### Objective
Return every row below word for word, leaving out the pictures.

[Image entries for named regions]
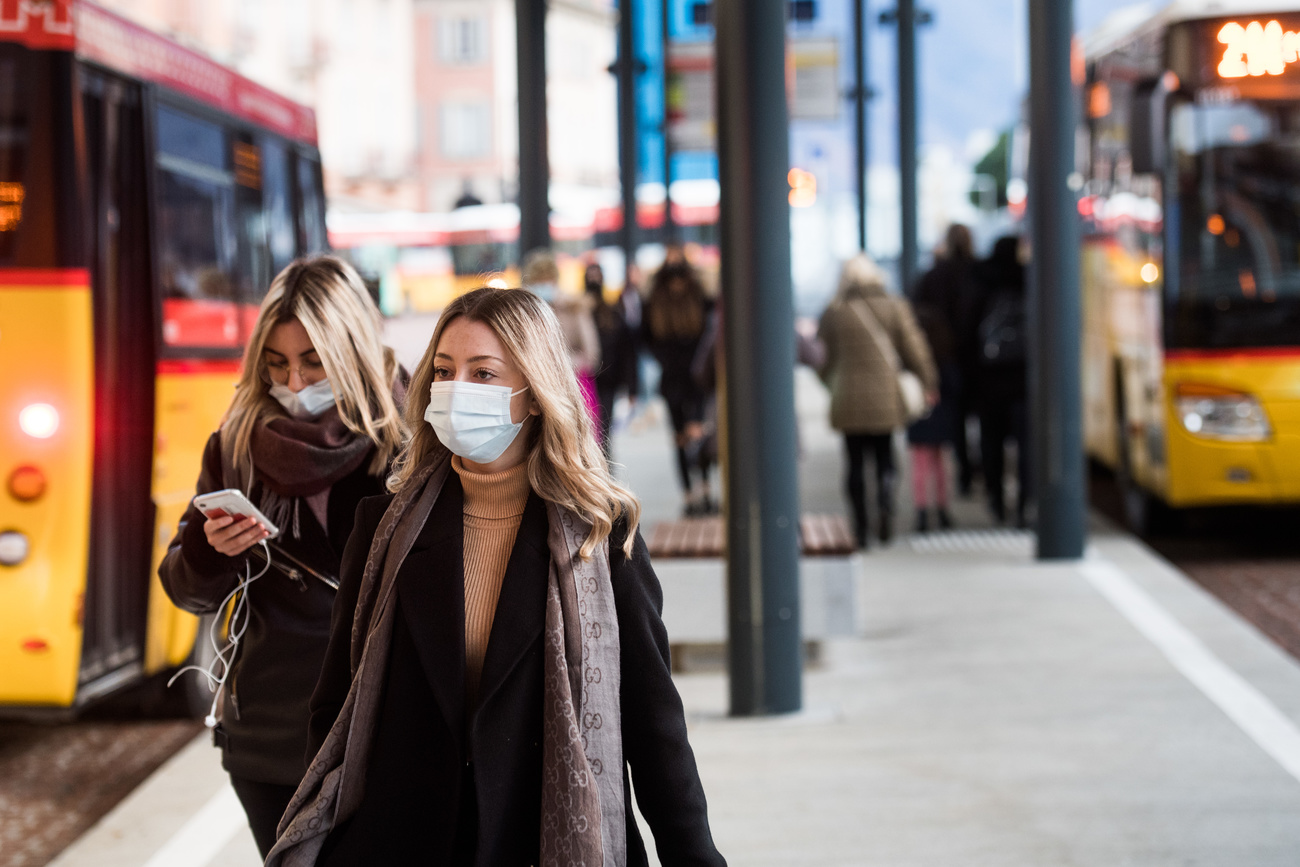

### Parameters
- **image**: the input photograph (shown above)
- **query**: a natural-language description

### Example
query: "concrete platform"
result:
[45,374,1300,867]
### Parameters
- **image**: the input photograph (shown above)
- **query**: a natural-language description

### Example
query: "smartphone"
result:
[194,487,280,539]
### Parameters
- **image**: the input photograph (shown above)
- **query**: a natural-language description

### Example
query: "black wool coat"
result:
[309,473,725,867]
[159,433,384,785]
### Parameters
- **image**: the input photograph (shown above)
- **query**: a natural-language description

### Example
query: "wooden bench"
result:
[646,515,861,671]
[646,515,857,560]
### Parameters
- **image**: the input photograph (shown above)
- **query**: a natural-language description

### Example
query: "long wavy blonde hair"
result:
[389,289,641,559]
[221,256,406,478]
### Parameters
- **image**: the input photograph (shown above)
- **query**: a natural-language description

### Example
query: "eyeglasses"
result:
[261,361,325,385]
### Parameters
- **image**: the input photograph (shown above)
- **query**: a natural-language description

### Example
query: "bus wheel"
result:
[172,614,220,720]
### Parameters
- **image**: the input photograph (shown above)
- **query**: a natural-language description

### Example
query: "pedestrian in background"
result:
[641,259,714,516]
[523,247,601,434]
[975,237,1032,526]
[907,224,975,533]
[267,289,725,867]
[584,263,641,458]
[818,253,939,547]
[159,256,404,857]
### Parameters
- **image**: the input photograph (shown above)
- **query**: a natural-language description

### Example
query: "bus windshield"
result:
[1166,100,1300,348]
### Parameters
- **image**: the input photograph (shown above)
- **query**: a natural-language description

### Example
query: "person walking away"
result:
[917,224,979,497]
[976,237,1032,528]
[818,253,939,547]
[159,256,404,857]
[523,247,601,436]
[907,224,974,533]
[642,260,714,516]
[267,289,725,867]
[584,263,640,458]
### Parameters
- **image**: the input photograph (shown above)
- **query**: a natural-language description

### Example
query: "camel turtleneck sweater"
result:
[451,458,532,707]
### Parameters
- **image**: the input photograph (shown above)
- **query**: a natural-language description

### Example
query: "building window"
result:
[438,101,491,160]
[438,18,488,66]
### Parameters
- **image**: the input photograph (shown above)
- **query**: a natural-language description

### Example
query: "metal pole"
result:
[515,0,551,261]
[618,0,638,274]
[715,0,803,716]
[1030,0,1086,560]
[659,0,677,244]
[853,0,868,252]
[898,0,917,292]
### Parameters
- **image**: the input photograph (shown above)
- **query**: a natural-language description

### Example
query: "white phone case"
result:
[194,487,280,539]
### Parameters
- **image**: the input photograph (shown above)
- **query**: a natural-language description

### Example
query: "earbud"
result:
[166,539,270,728]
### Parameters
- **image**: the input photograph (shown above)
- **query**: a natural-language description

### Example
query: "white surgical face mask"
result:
[269,380,334,421]
[424,382,528,464]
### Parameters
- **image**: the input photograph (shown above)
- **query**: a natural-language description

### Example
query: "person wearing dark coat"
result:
[267,289,725,867]
[584,263,641,458]
[159,256,403,857]
[641,251,714,516]
[907,224,974,533]
[974,237,1032,526]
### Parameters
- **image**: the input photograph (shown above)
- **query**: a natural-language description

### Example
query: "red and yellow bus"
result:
[0,0,328,715]
[1079,0,1300,529]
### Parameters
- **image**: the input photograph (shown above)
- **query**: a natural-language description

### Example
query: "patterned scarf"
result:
[267,452,628,867]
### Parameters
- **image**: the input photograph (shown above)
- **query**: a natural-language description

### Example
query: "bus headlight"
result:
[18,403,59,439]
[0,530,27,565]
[1174,385,1273,442]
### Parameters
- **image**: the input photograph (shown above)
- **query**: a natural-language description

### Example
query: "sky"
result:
[868,0,1164,164]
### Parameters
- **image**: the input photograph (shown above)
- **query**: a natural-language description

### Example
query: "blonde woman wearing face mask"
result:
[159,256,404,857]
[267,289,725,867]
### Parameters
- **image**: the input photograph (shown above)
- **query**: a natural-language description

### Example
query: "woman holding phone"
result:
[267,289,725,867]
[159,256,404,857]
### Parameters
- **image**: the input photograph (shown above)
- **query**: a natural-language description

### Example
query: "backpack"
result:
[979,289,1028,367]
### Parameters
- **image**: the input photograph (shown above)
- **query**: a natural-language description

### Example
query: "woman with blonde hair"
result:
[159,256,406,857]
[267,289,724,867]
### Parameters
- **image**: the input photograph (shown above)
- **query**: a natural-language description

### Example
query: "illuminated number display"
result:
[1218,21,1300,78]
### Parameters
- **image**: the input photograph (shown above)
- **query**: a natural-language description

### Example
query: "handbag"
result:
[849,300,930,424]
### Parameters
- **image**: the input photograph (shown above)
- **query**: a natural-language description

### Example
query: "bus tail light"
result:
[18,403,59,439]
[0,530,29,565]
[1174,383,1273,442]
[8,467,46,503]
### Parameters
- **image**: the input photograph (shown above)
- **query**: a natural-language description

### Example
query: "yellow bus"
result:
[0,0,326,716]
[1079,0,1300,530]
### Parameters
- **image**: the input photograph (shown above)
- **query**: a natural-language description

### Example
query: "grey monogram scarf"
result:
[267,452,628,867]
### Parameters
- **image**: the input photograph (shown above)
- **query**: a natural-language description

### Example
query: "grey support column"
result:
[515,0,551,260]
[615,0,641,272]
[1030,0,1086,560]
[897,0,917,292]
[715,0,803,716]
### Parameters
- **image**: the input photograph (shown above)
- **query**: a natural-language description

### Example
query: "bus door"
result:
[79,66,156,701]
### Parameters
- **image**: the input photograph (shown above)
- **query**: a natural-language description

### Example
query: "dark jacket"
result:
[311,473,725,867]
[159,433,384,785]
[971,238,1030,407]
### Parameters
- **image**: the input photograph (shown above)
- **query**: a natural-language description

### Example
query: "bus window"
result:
[0,45,57,262]
[298,153,329,255]
[1166,100,1300,348]
[257,139,298,274]
[233,135,272,310]
[156,108,239,348]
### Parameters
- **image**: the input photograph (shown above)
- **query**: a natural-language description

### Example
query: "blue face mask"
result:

### Response
### Parameters
- **image**: the input photograph (shown above)
- **query**: a natural-language description

### Example
query: "concrete platform"
result:
[45,374,1300,867]
### Parameters
- **image**: the input photograph (shown above)
- **query**: a natural-language description

### Example
query: "smartphone"
result:
[194,487,280,539]
### Parameters
- **image**: the input photograph (shown above)
- **query**: a natural-language description

### Example
query: "black wool coat"
result:
[309,473,725,867]
[159,433,384,785]
### Parameters
- **image**: the input photograph (shown above)
- **query**: a natural-language description

### Example
query: "wooden bench"
result:
[646,515,861,671]
[646,515,857,560]
### Parameters
- **image**: the input photograph (shown above)
- **query**: a natural-language description

### Example
query: "long wavy blonde hair"
result:
[389,289,641,559]
[221,256,406,478]
### Parameters
- **image**: the input photograph (shown above)
- **query**: a natural-language description

### Example
query: "eyeglasses"
result:
[261,361,325,385]
### Parameters
- **image**: the input photograph (shown above)
- **query**: a natural-language description

### Example
query: "bus wheel"
result:
[172,614,220,720]
### Parameters
- **image**: the input photograph (shown above)
- **query**: a natural-language description

### Example
query: "pedestrian in background"
result:
[641,259,714,516]
[523,247,601,434]
[975,237,1032,526]
[907,224,975,533]
[267,289,725,867]
[584,263,641,458]
[818,253,939,547]
[159,256,404,857]
### Parameters
- **image**: the input photograph (shown above)
- **query**: a natural-language description

### Example
query: "bus windshield"
result:
[1166,100,1300,348]
### Parameters
- **image**: the input photograph (shown above)
- **query**: a natural-language description

### Example
query: "person walking away"
result:
[917,224,979,497]
[976,237,1032,528]
[818,253,939,547]
[159,256,404,857]
[523,247,601,436]
[907,224,974,533]
[642,260,714,516]
[267,289,725,867]
[584,263,640,458]
### Parameters
- **image**: the input photograph (shown above)
- **query**: a natural-language description

### Example
query: "camel turtleneck sweater"
result:
[451,458,532,707]
### Parameters
- **image**: the input photograph (shown above)
- **query**: a natural-language description

### Example
query: "building window"
result:
[438,101,491,160]
[438,18,488,66]
### Parameters
- **image**: the input photograph (shown above)
- **query**: a natural-language description

### Example
query: "metal pole"
result:
[515,0,551,261]
[618,0,638,274]
[715,0,803,716]
[1030,0,1086,560]
[659,0,677,244]
[853,0,868,252]
[898,0,917,292]
### Parameters
- **image**: the input photograph (shown above)
- **query**: a natural-language description

### Example
query: "white phone case"
result:
[194,487,280,539]
### Parameters
- **image**: the input photograph (shown above)
- **query**: a natural-language description

### Example
query: "earbud"
result:
[166,539,270,728]
### Parameters
- **image**: the input photograph (shown above)
- **query**: a natural-language description

### Example
query: "white surgical face mask"
result:
[269,380,334,421]
[424,382,528,464]
### Parameters
- **image**: the input photograph (shown above)
- **query**: a natural-language description

### Example
query: "person wearing dark coat"
result:
[267,289,725,867]
[584,263,641,458]
[159,256,403,857]
[641,251,714,516]
[907,224,974,533]
[974,237,1032,526]
### Parameters
- **image**: the input photograph (shown above)
- **query**: a natural-language description

### Example
query: "red and yellow bus"
result:
[0,0,328,715]
[1079,0,1300,529]
### Parameters
- **image**: the input photograph (shown above)
- **query**: a natural-language description

### Example
query: "patterned scarf"
result:
[267,452,628,867]
### Parameters
- **image**: the input photograph (shown above)
- **query**: a natural-language description

### Example
query: "bus headlight"
result:
[18,403,59,439]
[0,530,27,565]
[1174,385,1273,442]
### Parameters
- **image**: the input photograph (shown above)
- **query**: a natural-language description

### Example
query: "sky"
result:
[868,0,1164,164]
### Parameters
- **image**: the input photograph (shown above)
- **query**: a natural-language description

### Example
query: "blonde woman wearing face mask"
result:
[159,256,404,857]
[267,289,725,867]
### Parameters
- **image**: the input photograph (shown above)
- **query**: a natural-language description

### Example
query: "woman holding phone"
result:
[267,289,725,867]
[159,256,404,857]
### Parameters
- **image**: the input photograph (shown above)
- **query**: a natural-language description

### Example
query: "backpack"
result:
[979,289,1028,367]
### Parameters
- **image**: the input photograph (shown above)
- **query**: a natural-language description

### Example
query: "woman with blonde hair"
result:
[159,256,406,857]
[267,289,724,867]
### Parameters
- **image**: the input photograph (shown above)
- **query**: a natural-language description

### Example
query: "illuminated number display"
result:
[1218,21,1300,78]
### Parameters
- **image**: the input photograph (shown above)
- **query**: a natural-language description

### Example
query: "handbag"
result:
[849,300,930,424]
### Parameters
- **image**: the input photograph (shown above)
- **query**: a natural-language description

### Example
query: "bus tail light"
result:
[18,403,59,439]
[0,530,29,565]
[1174,383,1273,442]
[8,467,46,503]
### Parameters
- **image**: the input photograph (shown above)
- **query**: a natural-language description

### Example
query: "yellow bus"
result:
[0,0,326,716]
[1079,0,1300,530]
### Parameters
- **image**: the input photograph (shown above)
- **query**: a natural-language description

### Example
query: "grey monogram scarf"
result:
[267,452,628,867]
### Parameters
- **image**: the input photograph (shown above)
- **query**: a natural-language description

### Example
query: "grey support column"
result:
[515,0,551,260]
[615,0,641,272]
[1030,0,1086,560]
[897,0,917,292]
[715,0,803,716]
### Parameters
- **image**: the input photograph (shown above)
- **query**: a natural-language description

### Example
query: "bus door"
result:
[79,66,156,701]
### Parameters
- **image**: the input photograph (shown above)
- **query**: a natural-language description

### Example
query: "dark jacket"
result:
[311,473,725,867]
[159,433,384,785]
[971,238,1030,407]
### Parameters
- **image**: the input photograph (shown above)
- **query**: a natural-language description

### Example
query: "bus window"
result:
[0,45,57,262]
[298,153,329,255]
[1166,100,1300,348]
[257,139,298,274]
[233,135,272,310]
[156,108,239,348]
### Parameters
- **image**: the input photograph (shown above)
- **query**: a natural-language description

### Example
query: "blue face mask"
result:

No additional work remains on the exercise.